→ **Document passage**
************

# Influence of Stainless Steel Mesh Size and Universal Adhesive Primer on Flexural Strength of Repaired PMMA Denture Base Resin

**Authors:** Gray H. Li, Vidya Mudaliar, Andrew B. Cameron, John M. Aarts, Joanne J. E. Choi

PMC · DOI: 10.1002/cre2.70127 · Clinical and Experimental Dental Research · 2025-04-07

## TL;DR

This study shows that using a universal adhesive primer with stainless steel mesh improves the strength of repaired denture resin.

## Contribution

The study introduces the effect of mesh size and adhesive primer on the flexural strength of repaired PMMA resin.

## Key findings

- Primed fine mesh groups showed significantly higher flexural strength compared to non-primed groups.
- Non-primed fine mesh had the highest Weibull modulus, indicating more consistent strength.
- Adhesive failure occurred at the interface between the mesh and resin.

## Abstract

To evaluate the effect of the size of stainless steel mesh and universal adhesive primer on the flexural strength of repaired polymethylmethacrylate (PMMA) denture base resin.

************

→ **Listed entries**
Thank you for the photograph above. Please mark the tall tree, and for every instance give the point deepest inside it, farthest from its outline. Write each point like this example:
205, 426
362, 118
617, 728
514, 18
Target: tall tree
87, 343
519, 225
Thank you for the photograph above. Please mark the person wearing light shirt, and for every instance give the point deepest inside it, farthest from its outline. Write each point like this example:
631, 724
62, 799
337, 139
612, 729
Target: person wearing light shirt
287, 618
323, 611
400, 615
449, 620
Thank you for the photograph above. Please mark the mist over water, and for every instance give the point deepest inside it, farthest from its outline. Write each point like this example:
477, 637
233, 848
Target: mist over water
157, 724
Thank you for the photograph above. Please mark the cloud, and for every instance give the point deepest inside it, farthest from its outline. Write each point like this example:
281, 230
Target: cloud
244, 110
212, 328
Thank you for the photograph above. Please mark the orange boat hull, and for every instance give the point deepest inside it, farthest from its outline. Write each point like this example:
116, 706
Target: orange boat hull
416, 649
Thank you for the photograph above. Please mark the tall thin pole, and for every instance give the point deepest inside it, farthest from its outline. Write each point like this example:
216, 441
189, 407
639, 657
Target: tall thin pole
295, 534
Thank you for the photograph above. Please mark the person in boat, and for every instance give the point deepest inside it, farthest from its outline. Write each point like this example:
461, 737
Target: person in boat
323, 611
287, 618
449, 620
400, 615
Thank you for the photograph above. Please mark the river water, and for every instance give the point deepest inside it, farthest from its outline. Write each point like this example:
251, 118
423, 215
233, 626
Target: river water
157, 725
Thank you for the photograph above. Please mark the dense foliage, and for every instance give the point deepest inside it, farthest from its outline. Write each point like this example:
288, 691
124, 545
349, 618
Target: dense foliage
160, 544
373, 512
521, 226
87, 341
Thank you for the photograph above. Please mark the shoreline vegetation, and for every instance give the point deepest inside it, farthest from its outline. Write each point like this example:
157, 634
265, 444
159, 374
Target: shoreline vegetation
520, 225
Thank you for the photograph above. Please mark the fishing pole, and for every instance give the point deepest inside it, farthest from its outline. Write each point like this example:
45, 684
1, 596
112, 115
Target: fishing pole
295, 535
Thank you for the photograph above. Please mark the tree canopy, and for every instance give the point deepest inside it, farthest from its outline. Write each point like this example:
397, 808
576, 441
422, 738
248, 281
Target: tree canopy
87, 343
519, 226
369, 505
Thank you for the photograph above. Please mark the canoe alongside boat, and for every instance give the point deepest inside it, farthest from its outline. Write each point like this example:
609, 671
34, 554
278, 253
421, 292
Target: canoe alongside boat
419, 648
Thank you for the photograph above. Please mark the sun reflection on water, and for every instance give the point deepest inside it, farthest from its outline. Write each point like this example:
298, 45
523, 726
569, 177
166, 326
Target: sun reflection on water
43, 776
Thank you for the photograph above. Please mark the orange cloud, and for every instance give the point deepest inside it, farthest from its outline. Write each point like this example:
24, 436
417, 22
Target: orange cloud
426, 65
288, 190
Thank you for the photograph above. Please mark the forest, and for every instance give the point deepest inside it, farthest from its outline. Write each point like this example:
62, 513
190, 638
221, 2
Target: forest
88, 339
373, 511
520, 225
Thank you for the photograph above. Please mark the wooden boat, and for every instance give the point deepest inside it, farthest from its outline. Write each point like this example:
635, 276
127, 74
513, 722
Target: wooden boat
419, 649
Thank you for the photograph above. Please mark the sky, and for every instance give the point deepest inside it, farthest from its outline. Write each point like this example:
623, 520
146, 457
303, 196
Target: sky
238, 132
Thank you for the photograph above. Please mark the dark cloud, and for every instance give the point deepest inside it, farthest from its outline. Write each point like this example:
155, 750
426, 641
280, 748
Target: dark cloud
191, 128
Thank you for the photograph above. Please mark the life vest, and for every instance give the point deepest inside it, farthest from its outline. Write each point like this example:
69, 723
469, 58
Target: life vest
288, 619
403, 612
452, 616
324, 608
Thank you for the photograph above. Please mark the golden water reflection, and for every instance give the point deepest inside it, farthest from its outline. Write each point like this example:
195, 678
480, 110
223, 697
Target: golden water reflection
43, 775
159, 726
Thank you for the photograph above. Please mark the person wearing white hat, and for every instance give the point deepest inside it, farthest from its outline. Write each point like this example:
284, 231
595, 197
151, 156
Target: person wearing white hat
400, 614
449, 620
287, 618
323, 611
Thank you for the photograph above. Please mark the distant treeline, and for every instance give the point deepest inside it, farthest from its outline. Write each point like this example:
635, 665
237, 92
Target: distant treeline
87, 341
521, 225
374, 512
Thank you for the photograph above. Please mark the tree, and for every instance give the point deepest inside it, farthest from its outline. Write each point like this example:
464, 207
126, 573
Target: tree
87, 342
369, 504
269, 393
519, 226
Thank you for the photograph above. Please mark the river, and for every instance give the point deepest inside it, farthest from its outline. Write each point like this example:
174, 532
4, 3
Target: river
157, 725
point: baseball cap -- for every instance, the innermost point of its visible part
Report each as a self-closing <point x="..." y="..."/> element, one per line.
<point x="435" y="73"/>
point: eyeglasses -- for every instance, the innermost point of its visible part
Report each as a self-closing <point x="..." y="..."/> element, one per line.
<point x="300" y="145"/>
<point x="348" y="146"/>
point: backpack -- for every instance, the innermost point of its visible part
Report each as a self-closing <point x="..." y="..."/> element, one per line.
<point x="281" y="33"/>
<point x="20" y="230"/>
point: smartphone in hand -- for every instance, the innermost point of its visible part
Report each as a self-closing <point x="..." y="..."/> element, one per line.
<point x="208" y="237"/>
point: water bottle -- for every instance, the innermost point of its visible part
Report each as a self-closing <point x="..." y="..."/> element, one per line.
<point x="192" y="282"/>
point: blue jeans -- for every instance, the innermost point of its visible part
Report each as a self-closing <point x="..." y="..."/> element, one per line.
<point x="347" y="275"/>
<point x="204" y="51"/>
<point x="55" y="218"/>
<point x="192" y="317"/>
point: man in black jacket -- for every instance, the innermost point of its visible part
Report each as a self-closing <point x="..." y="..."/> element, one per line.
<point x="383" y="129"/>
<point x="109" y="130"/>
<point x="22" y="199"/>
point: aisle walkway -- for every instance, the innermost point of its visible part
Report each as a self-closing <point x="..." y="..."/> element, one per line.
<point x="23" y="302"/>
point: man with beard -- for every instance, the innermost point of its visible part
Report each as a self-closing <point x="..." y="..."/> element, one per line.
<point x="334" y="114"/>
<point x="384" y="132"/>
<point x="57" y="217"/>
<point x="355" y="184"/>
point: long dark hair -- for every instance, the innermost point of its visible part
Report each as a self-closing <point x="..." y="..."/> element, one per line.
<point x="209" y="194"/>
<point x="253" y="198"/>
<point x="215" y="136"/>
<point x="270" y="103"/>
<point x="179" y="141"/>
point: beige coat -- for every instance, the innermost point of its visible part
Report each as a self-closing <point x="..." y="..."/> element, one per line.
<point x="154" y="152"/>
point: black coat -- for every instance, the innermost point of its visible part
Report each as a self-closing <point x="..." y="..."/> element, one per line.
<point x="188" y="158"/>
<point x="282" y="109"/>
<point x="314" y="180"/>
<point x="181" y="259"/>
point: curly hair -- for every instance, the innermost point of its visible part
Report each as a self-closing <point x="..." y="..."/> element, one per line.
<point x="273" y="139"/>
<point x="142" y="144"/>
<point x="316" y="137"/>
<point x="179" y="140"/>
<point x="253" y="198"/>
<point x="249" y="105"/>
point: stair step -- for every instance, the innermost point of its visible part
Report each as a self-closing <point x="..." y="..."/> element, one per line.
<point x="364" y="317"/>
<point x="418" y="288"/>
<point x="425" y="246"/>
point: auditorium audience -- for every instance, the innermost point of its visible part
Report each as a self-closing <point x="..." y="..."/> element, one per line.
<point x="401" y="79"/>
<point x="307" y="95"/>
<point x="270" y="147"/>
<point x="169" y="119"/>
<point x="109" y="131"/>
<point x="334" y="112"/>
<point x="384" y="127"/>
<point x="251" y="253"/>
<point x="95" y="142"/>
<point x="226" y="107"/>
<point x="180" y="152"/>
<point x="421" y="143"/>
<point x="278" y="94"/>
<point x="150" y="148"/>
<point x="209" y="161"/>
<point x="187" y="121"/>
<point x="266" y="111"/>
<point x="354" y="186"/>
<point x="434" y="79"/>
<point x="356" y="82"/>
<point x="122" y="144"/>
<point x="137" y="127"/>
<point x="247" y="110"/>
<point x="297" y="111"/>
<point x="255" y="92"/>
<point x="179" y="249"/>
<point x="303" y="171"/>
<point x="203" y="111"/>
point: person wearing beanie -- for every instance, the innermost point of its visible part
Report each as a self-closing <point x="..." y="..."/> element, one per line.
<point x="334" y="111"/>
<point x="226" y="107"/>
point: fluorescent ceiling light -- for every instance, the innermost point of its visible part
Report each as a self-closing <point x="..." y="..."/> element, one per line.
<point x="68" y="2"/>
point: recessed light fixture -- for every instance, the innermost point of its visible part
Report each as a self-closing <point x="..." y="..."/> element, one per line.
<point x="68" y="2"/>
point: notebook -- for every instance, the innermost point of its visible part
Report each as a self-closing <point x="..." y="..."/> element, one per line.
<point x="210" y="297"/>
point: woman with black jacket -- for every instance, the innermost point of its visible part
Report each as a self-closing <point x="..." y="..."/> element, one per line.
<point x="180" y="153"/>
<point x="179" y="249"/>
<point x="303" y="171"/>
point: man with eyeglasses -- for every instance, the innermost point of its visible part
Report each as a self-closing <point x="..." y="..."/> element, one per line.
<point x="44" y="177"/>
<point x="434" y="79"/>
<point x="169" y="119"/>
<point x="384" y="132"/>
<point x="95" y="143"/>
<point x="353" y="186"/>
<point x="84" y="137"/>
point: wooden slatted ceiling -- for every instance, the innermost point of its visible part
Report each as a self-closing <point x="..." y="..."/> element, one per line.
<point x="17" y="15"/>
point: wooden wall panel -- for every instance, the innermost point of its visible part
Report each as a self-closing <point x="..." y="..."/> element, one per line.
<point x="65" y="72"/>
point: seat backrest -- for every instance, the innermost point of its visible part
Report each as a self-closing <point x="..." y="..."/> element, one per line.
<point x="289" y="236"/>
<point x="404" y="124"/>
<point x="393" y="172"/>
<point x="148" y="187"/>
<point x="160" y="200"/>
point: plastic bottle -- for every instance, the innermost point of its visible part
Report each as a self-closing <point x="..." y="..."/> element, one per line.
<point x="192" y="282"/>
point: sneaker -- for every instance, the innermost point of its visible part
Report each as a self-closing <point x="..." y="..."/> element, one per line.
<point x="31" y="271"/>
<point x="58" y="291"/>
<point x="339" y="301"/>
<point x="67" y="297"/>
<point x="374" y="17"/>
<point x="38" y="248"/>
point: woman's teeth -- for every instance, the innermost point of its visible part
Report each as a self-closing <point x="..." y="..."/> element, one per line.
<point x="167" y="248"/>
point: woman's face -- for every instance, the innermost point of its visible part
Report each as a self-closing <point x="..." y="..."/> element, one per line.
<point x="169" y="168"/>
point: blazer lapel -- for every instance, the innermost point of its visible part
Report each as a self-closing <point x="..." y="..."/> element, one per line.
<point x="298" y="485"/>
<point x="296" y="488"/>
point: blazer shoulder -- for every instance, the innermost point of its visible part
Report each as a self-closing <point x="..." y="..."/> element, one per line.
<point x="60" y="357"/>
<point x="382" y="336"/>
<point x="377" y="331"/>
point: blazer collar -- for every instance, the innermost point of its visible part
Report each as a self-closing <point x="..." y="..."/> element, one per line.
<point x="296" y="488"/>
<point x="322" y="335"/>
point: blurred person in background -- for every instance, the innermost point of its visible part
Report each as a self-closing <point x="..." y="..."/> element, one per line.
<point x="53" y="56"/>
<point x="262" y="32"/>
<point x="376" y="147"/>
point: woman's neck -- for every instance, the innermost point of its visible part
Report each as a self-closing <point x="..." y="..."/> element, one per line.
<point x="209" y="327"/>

************

→ **Work to complete**
1. Reproduce the denture resin study summary word for word, between "## Key findings" and "more consistent strength.", inclusive.
2. Proceed with the denture resin study summary, picking up right after its last sentence.
These entries have nothing to do with the denture resin study summary.

→ **Task-by-task answers**
1.
## Key findings

- Primed fine mesh groups showed significantly higher flexural strength compared to non-primed groups.
- Non-primed fine mesh had the highest Weibull modulus, indicating more consistent strength.

2.
A total of 120 heat‐cured PMMA specimens with dimensions of 5 × 50 × 30 mm were prepared and repaired with two different sizes of stainless steel mesh reinforcement, one group with med‐fine mesh (size 0.42 mm2) and the second group with fine mesh (size 0.09 mm2). One subgroup was primed with a universal adhesive primer (Scotchbond Universal). Half of the specimens from each subgroup were subjected to artificial aging. The flexural strength was obtained by three‐point bend testing. Data were statistically analyzed using ANOVA and post hoc analysis (SPSS V28). The probability of failure was calculated using Weibull analysis. Scanning electron microscopy analysis was used to identify the mode of failure.

A significantly higher mean flexural strength (p < 0.05) was recorded in primed groups non‐thermocycled with fine mesh (174.80 ± 50.27 MPa) and medium mesh (160.87 ± 41.50 MPa) compared to non‐primed groups. Non‐primed specimens with fine mesh exhibited the highest Weibull modulus (5.86), whereas that of primed medium mesh had the lowest Weibull modulus (2.64). Adhesive failure was identified at the interface of the stainless steel mesh and the self‐cure acrylic resin.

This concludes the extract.